RECORDS FOR THIS EXERCISE
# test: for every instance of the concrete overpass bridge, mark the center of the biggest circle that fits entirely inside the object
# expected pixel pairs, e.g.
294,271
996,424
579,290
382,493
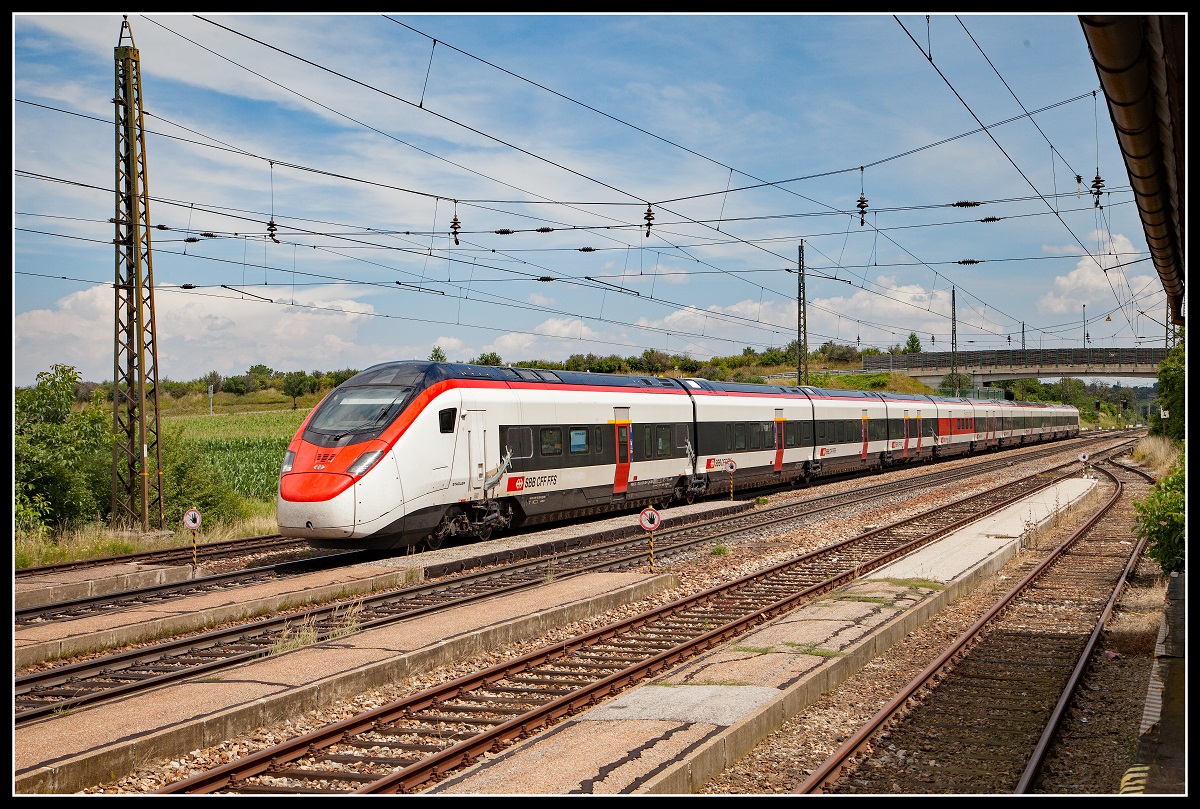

THE EXERCISE
Please pull every row above into your answer verbatim, leaving out any picture.

EXERCISE ANSWER
# test: for every instance of the concrete overpass bridge, mark the center of the biggest circle that fits entirely inside the object
# expected pixel pairs, e.g.
294,271
996,424
579,290
382,493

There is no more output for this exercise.